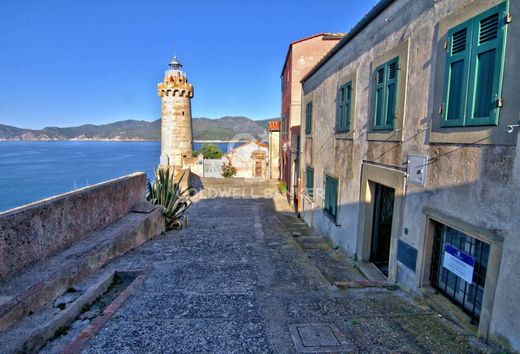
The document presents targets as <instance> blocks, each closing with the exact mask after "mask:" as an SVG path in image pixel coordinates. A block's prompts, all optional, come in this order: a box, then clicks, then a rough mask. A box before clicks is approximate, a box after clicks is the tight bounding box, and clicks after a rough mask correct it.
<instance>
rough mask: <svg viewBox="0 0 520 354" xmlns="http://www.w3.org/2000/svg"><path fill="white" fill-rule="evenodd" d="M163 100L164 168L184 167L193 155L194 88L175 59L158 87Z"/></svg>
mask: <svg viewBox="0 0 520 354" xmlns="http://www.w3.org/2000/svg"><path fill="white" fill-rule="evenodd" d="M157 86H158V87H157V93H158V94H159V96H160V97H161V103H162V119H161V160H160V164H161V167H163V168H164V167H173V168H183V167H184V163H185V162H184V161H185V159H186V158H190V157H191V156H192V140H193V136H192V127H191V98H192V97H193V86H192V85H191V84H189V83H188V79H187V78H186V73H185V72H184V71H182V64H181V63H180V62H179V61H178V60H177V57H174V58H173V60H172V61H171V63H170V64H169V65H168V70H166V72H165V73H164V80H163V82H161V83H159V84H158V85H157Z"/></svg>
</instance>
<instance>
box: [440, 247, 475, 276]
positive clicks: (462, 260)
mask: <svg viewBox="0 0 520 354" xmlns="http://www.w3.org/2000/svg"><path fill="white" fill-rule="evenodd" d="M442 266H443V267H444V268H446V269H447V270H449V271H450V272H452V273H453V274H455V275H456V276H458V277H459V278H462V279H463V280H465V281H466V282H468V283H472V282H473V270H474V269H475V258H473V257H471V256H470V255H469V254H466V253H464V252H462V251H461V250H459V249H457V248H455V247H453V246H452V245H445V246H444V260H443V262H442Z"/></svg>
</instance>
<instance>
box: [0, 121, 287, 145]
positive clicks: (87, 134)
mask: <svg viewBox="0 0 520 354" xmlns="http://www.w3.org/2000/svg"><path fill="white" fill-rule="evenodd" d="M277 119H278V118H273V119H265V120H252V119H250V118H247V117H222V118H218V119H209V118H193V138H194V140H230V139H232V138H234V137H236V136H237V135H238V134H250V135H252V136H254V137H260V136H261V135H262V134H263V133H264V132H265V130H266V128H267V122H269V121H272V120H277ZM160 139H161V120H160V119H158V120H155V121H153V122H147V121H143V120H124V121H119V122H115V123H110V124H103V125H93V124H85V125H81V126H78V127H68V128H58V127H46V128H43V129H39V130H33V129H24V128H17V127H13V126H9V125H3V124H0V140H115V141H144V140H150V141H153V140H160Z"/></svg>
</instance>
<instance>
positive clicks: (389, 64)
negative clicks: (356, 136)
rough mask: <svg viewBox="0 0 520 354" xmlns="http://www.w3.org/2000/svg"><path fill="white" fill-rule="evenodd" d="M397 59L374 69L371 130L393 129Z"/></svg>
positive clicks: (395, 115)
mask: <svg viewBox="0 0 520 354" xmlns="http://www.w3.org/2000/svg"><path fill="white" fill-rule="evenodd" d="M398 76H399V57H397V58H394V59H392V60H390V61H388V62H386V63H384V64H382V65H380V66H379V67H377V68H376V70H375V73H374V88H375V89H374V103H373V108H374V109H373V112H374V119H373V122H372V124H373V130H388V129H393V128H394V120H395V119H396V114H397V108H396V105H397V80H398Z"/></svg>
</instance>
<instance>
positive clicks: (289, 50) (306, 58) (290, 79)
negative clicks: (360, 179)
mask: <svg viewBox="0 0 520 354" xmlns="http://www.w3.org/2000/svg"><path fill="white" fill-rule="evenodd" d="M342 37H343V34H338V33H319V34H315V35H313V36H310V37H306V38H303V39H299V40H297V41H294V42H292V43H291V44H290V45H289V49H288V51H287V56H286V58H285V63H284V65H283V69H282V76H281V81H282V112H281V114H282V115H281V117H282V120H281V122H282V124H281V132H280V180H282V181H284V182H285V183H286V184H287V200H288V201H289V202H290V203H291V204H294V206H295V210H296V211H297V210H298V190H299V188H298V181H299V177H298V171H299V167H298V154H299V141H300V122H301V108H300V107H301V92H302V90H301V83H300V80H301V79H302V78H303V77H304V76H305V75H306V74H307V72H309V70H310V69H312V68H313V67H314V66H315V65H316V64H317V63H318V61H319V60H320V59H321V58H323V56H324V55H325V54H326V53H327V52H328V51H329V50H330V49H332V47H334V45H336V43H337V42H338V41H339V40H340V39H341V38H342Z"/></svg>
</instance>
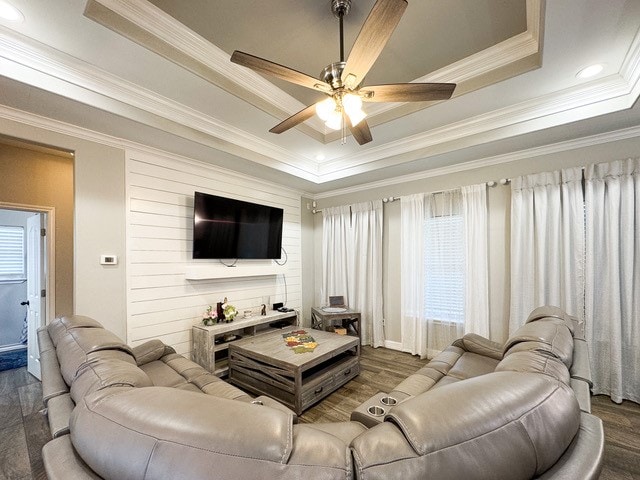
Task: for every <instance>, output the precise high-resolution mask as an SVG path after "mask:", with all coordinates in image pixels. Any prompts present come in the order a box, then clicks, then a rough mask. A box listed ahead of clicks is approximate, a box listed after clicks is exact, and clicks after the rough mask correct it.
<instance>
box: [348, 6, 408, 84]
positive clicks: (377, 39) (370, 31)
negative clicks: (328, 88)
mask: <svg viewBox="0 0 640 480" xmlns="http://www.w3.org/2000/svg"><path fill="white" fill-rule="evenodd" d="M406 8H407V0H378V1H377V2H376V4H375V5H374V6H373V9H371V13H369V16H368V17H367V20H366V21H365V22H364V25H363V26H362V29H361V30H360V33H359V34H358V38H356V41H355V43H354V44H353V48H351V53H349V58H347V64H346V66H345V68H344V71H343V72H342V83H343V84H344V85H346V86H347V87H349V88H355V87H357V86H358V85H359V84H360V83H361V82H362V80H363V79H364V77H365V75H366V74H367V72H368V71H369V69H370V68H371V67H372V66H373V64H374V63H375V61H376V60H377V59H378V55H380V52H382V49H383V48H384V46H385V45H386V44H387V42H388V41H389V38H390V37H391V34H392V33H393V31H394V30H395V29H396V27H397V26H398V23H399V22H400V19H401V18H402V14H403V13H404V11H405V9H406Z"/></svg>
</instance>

- - - - - - -

Description of the task:
Leave images out of the retyped records; keep all else exact.

Written response:
The document presents targets as <instance> blocks, each closing with the exact mask after "mask:" as an SVG path in image pixel coordinates. A block's prompts, all optional, come in this order: a box, then clicks, then a rough mask. A box before clicks is approximate, a box after clicks is the tight bounding box, and clicks after a rough mask correct it.
<instance>
rough mask: <svg viewBox="0 0 520 354" xmlns="http://www.w3.org/2000/svg"><path fill="white" fill-rule="evenodd" d="M163 100L164 168L184 167L193 155L194 88L175 59L158 87Z"/></svg>
mask: <svg viewBox="0 0 520 354" xmlns="http://www.w3.org/2000/svg"><path fill="white" fill-rule="evenodd" d="M157 86H158V87H157V93H158V94H159V96H160V97H161V103H162V119H161V160H160V164H161V167H163V168H164V167H173V168H183V167H184V163H185V162H184V161H185V159H186V158H190V157H191V156H192V140H193V136H192V127H191V98H192V97H193V86H192V85H191V84H189V83H188V79H187V78H186V73H185V72H184V71H182V64H181V63H180V62H179V61H178V60H177V57H174V58H173V60H172V61H171V63H170V64H169V65H168V70H166V72H165V73H164V80H163V82H161V83H159V84H158V85H157Z"/></svg>
</instance>
<instance>
box: [440, 247, 475, 276]
positive clicks: (462, 260)
mask: <svg viewBox="0 0 520 354" xmlns="http://www.w3.org/2000/svg"><path fill="white" fill-rule="evenodd" d="M442 266H443V267H444V268H446V269H447V270H449V271H450V272H452V273H453V274H455V275H456V276H458V277H459V278H462V279H463V280H465V281H466V282H468V283H472V282H473V270H474V269H475V258H473V257H471V256H470V255H469V254H466V253H464V252H462V251H461V250H459V249H457V248H455V247H453V246H452V245H445V246H444V260H443V262H442Z"/></svg>
</instance>
<instance>
box: [0, 121, 287, 145]
positive clicks: (87, 134)
mask: <svg viewBox="0 0 520 354" xmlns="http://www.w3.org/2000/svg"><path fill="white" fill-rule="evenodd" d="M277 119H278V118H273V119H265V120H252V119H250V118H247V117H222V118H218V119H209V118H193V138H194V140H230V139H232V138H234V137H236V136H237V135H238V134H250V135H252V136H254V137H260V136H261V135H262V134H263V133H264V132H265V130H266V128H267V122H269V121H272V120H277ZM160 139H161V120H160V119H158V120H155V121H153V122H147V121H143V120H124V121H119V122H115V123H110V124H103V125H93V124H85V125H81V126H78V127H68V128H58V127H46V128H43V129H39V130H33V129H24V128H17V127H13V126H9V125H3V124H0V140H115V141H144V140H150V141H153V140H160Z"/></svg>
</instance>
<instance>
positive clicks: (389, 64)
negative clicks: (356, 136)
rough mask: <svg viewBox="0 0 520 354" xmlns="http://www.w3.org/2000/svg"><path fill="white" fill-rule="evenodd" d="M397 59L374 69L371 130L393 129Z"/></svg>
positive clicks: (395, 115)
mask: <svg viewBox="0 0 520 354" xmlns="http://www.w3.org/2000/svg"><path fill="white" fill-rule="evenodd" d="M398 76H399V57H397V58H394V59H392V60H390V61H388V62H386V63H384V64H382V65H380V66H379V67H377V68H376V70H375V73H374V88H375V89H374V103H373V108H374V109H373V112H374V119H373V122H372V124H373V130H388V129H393V128H394V120H395V119H396V114H397V108H396V105H397V80H398Z"/></svg>
</instance>
<instance>
positive clicks: (289, 50) (306, 58) (290, 79)
negative clicks: (360, 179)
mask: <svg viewBox="0 0 520 354" xmlns="http://www.w3.org/2000/svg"><path fill="white" fill-rule="evenodd" d="M342 37H343V34H338V33H319V34H315V35H313V36H310V37H306V38H303V39H299V40H297V41H294V42H292V43H291V44H290V45H289V49H288V51H287V56H286V58H285V63H284V65H283V69H282V76H281V81H282V112H281V114H282V115H281V117H282V120H281V122H282V124H281V132H280V180H282V181H284V182H285V183H286V184H287V200H288V201H289V202H290V203H291V204H294V206H295V210H296V211H297V210H298V190H299V188H298V181H299V177H298V171H299V167H298V154H299V141H300V122H301V108H300V107H301V92H302V90H301V83H300V80H301V79H302V78H303V77H304V76H305V75H306V74H307V72H309V70H310V69H312V68H313V67H314V66H315V65H316V64H317V63H318V61H319V60H320V59H321V58H323V56H324V55H325V54H326V53H327V52H328V51H329V50H330V49H332V47H334V45H336V43H337V42H338V41H339V40H340V39H341V38H342Z"/></svg>
</instance>
Task: for every <instance>, output the precise high-resolution mask as an SVG path after "mask:", with all coordinates in image pixels. Any prompts present come in the order a box, then clicks, then a rough mask. A box listed ahead of clicks is approximate, a box listed after clicks is exact, and clicks after the rough mask correct it.
<instance>
box: [348, 6, 408, 84]
positive clicks: (377, 39) (370, 31)
negative clicks: (328, 88)
mask: <svg viewBox="0 0 640 480" xmlns="http://www.w3.org/2000/svg"><path fill="white" fill-rule="evenodd" d="M406 8H407V0H378V1H377V2H376V4H375V5H374V6H373V9H371V13H369V16H368V17H367V20H366V21H365V22H364V25H363V26H362V29H361V30H360V33H359V34H358V38H356V41H355V43H354V44H353V48H351V53H349V58H347V64H346V66H345V68H344V71H343V72H342V83H343V84H344V85H346V86H347V87H349V88H355V87H357V86H358V85H359V84H360V83H361V82H362V80H363V79H364V77H365V75H366V74H367V72H368V71H369V69H370V68H371V67H372V66H373V64H374V63H375V61H376V60H377V59H378V55H380V52H382V49H383V48H384V46H385V45H386V44H387V42H388V41H389V38H390V37H391V34H392V33H393V31H394V30H395V29H396V27H397V26H398V23H399V22H400V19H401V18H402V14H403V13H404V11H405V9H406Z"/></svg>
</instance>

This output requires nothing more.